*** Opening of Material for this task ***

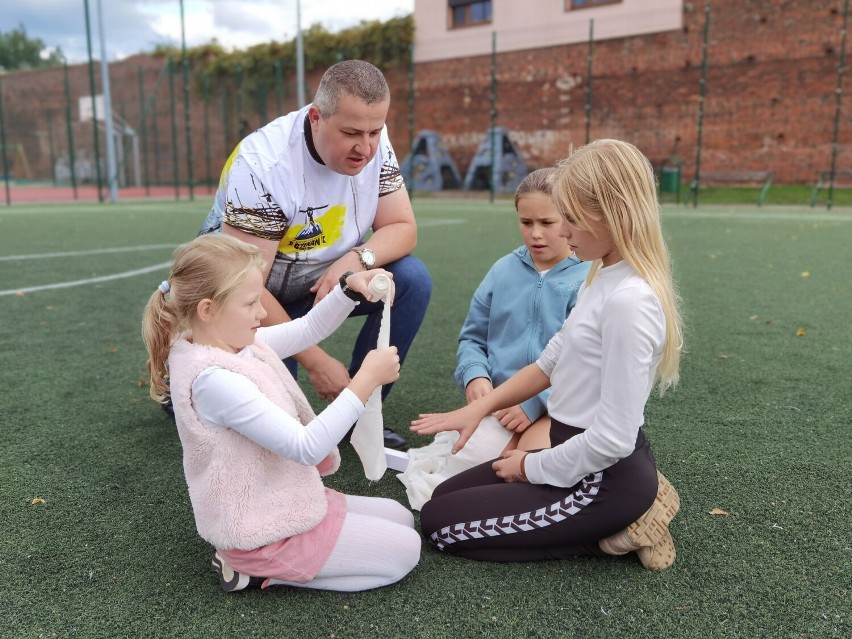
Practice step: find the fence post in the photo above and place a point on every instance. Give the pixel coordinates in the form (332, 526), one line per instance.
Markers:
(72, 160)
(3, 149)
(175, 170)
(588, 92)
(94, 101)
(841, 70)
(703, 93)
(493, 114)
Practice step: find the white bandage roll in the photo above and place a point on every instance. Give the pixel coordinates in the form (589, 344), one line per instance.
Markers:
(380, 287)
(368, 438)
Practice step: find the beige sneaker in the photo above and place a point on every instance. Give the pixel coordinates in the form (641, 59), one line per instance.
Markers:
(649, 536)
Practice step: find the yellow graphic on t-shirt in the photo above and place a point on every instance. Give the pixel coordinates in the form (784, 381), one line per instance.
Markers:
(318, 232)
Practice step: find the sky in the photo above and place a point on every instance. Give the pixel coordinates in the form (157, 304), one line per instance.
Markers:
(134, 26)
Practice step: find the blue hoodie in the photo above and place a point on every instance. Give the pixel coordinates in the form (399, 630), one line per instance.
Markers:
(513, 314)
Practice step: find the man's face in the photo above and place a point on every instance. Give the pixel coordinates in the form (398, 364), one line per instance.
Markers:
(349, 139)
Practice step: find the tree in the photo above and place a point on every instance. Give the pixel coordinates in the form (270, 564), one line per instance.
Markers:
(18, 51)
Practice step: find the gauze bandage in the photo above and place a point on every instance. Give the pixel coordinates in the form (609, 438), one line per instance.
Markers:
(368, 437)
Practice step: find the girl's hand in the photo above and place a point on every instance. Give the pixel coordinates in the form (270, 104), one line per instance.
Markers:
(513, 418)
(464, 420)
(510, 467)
(360, 282)
(476, 388)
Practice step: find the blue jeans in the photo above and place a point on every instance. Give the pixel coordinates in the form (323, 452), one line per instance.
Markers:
(413, 286)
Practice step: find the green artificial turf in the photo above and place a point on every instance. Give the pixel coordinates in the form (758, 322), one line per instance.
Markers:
(757, 431)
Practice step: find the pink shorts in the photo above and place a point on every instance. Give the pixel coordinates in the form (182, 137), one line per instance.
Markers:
(298, 558)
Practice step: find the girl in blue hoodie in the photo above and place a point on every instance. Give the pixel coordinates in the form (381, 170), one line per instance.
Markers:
(522, 302)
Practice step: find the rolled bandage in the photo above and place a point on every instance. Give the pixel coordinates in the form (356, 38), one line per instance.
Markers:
(368, 436)
(380, 288)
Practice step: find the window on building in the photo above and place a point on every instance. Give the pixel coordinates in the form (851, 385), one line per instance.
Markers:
(466, 13)
(585, 4)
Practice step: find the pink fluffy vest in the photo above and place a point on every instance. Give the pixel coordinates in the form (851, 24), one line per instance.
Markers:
(243, 495)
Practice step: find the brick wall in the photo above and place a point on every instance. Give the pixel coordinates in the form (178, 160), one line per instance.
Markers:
(770, 101)
(37, 115)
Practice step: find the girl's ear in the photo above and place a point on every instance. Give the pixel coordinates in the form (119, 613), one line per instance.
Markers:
(205, 310)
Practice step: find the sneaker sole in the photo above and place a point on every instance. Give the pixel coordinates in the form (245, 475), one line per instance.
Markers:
(232, 583)
(651, 530)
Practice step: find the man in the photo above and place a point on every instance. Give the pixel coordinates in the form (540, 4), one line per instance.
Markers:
(307, 189)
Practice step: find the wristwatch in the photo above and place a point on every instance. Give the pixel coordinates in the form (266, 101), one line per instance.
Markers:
(367, 257)
(355, 296)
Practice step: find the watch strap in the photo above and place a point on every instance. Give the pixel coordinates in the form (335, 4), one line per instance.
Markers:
(353, 295)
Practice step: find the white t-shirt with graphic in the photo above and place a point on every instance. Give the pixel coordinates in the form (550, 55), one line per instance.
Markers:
(275, 186)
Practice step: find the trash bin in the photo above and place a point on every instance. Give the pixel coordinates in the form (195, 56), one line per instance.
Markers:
(670, 181)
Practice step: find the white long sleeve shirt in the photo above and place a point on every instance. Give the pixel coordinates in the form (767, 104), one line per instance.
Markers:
(225, 399)
(601, 366)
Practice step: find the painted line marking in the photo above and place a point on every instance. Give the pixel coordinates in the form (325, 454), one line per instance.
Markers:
(123, 249)
(91, 280)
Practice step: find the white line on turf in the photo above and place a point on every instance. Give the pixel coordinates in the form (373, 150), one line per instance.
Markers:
(91, 280)
(121, 249)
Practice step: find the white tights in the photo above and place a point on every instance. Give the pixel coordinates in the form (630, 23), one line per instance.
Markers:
(378, 545)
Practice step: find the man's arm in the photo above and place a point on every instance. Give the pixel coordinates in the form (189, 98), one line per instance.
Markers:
(328, 376)
(394, 236)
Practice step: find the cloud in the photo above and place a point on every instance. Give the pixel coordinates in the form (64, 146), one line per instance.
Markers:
(134, 26)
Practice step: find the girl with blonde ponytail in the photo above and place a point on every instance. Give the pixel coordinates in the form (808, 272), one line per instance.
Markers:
(254, 453)
(596, 491)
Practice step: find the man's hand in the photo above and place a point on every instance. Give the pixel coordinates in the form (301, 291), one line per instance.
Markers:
(328, 376)
(513, 418)
(476, 388)
(510, 467)
(329, 279)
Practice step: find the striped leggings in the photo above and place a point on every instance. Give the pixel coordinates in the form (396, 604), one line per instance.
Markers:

*** Close of Material for this task ***

(Exercise brief): Write out all the material verbatim, images excluded.

(Answer section):
Practice step: find the fence post in the photo above and place a point on every instance. Give the pixel coordinates in the form (332, 526), one line per instance.
Markers:
(72, 160)
(3, 149)
(175, 170)
(588, 92)
(94, 101)
(841, 70)
(703, 93)
(493, 114)
Practice step: find the white bandage roll in the photo above and place a point on every instance. Give the pixel coordinates in the form (589, 344), one line per instance.
Markers:
(380, 287)
(368, 438)
Practice step: find the beige sneaker in the photo above and place a point on every instance. Give the pixel coordinates in the form (641, 59), one line per instance.
Markers:
(649, 536)
Practice step: find the yellow graphic on t-shirt in the photo above and place a point on every instance. Give the pixel coordinates in the form (784, 381), one line per instance.
Markers:
(318, 232)
Practice step: find the sky in the photo above and place a point on every instance. Give the pixel coordinates in the form (157, 304), one line per instance.
Markers:
(134, 26)
Practice step: find the blue hoodie in the photo above and place a point on every instance. Give the pixel coordinates in the form (399, 630), one line per instance.
Markers:
(513, 314)
Practice step: find the man's face in the photo above and place a point on every instance. Give the pixel coordinates in the form (398, 364), one line per instance.
Markers:
(349, 139)
Practice step: find the tree in the photo above and place a point on every instance. Give the pixel coordinates in the form (270, 564), one line per instance.
Markers:
(18, 51)
Practice step: find the gauze bandage in the photo above and place a point on every instance. Give the pixel coordinates in the form (609, 438), one line per instance.
Markers:
(368, 437)
Practice step: find the girl's hand in the photo above and place a point on every instance. Give the pixel coordinates in the form (270, 104), one line per instance.
Markers:
(513, 418)
(464, 420)
(510, 467)
(360, 282)
(476, 388)
Practice step: find the blue jeans in the photo above and place a point on every instance. Give the pixel coordinates in the form (323, 452), one line per instance.
Markers:
(413, 286)
Practice step: find the green artificial turf in the photo above and place a point on every instance. Give the pixel coordinates in the form (758, 322), one line per instance.
Markers:
(757, 431)
Practice step: find the pink shorts in the photo above and place a point on every instance. Give the pixel coordinates in the form (182, 137), one line per instance.
Markers:
(298, 558)
Practice step: find the girl in blue hoodie in the photo above and place a point on every instance. Give the pixel coordinates in the form (381, 170), one line per instance.
Markers:
(522, 302)
Practice step: find the rolled bandage in the photo above and place a point on every instance. Give the pixel coordinates in the form (356, 38), one line per instance.
Markers:
(368, 436)
(380, 288)
Practice step: find the window on building in the photo above and place a point on every instance. Give the pixel coordinates in the form (851, 385), one line per instance.
Markers:
(466, 13)
(585, 4)
Practice step: find the pink fluffy vest in the photo above and place a point on every instance. Give the pixel coordinates in the form (851, 24), one line per instance.
Markers:
(243, 495)
Practice step: find the brick wall in the photo above and place a point on every instance. Give the pixel coordinates in the form (178, 160), one line per instance.
Markers:
(770, 101)
(37, 115)
Practice step: find the girl's ear in the photo above and place a point on every instance. Give the pixel coordinates in the form (119, 613), one line per instance.
Markers:
(205, 310)
Practice step: find the sneaker sole in the photo above and place a point on every instance. Give the pixel coordinates in the form (245, 475), one line per instance.
Markers:
(232, 583)
(651, 530)
Practice step: find the man in the photo above and place a point on every instance. Give the pixel coordinates in the form (540, 4), one line per instance.
Markers:
(307, 189)
Practice step: find the wristwatch in the photo above and place a point on every instance. Give the pixel coordinates in the form (266, 101), one line per instance.
Markers:
(367, 257)
(355, 296)
Practice step: find the watch strap in the photo above and place a point on every instance. Give the pixel coordinates in the form (335, 4), one line per instance.
Markers:
(353, 295)
Practice step: find the white t-shirt with graphic in the photo above and place a point on every instance. Give the pixel coordinates in the form (550, 55), one line per instance.
Markers:
(275, 186)
Practice step: find the trash bin in the photo above and place a point on every instance. Give the pixel coordinates in the form (195, 56), one line per instance.
Markers:
(670, 181)
Practice step: find the white long sleeve shirt in the photo above and place a point on every instance. Give the pixel coordinates in the form (767, 104), one line per instance.
Markers:
(225, 399)
(601, 366)
Practice step: find the painted line marking in the photo above and place a point on every instance. Give the pixel coordinates in the form (325, 454), one line per instance.
Markers:
(123, 249)
(91, 280)
Practice step: find the white line on turf in the photo above and place a point on every instance. Give the pixel coordinates in the form (373, 150), one line per instance.
Markers:
(91, 280)
(121, 249)
Practice step: find the white tights in the photo above and place a point on every instance. Give the pixel coordinates in the form (630, 23), one line per instance.
Markers:
(378, 545)
Practice step: find the man's arm in the photo above and place a point on every instance. Give the pixel coordinates in the form (189, 98), one line per instance.
Markers:
(328, 376)
(394, 236)
Practice step: find the cloud in the photo above and place a point on every instance. Give the pixel coordinates in the form (64, 146), one line per instance.
Markers:
(134, 26)
Practice step: find the girl with blonde ponytail in the photo above and place a point on every instance. Give the pixel coordinates in the form (808, 272), one line per instance.
Markers:
(254, 453)
(596, 491)
Practice step: find the man's hand in the photo above and place a point on every instance. Give the pixel coordinates in the form (301, 291), one line per instance.
Markers:
(328, 376)
(513, 418)
(476, 388)
(510, 467)
(329, 279)
Practice step: find the striped leggings in the photo above and place a point on every instance. Give the pixel coordinates in the form (396, 604), one line per instance.
Markers:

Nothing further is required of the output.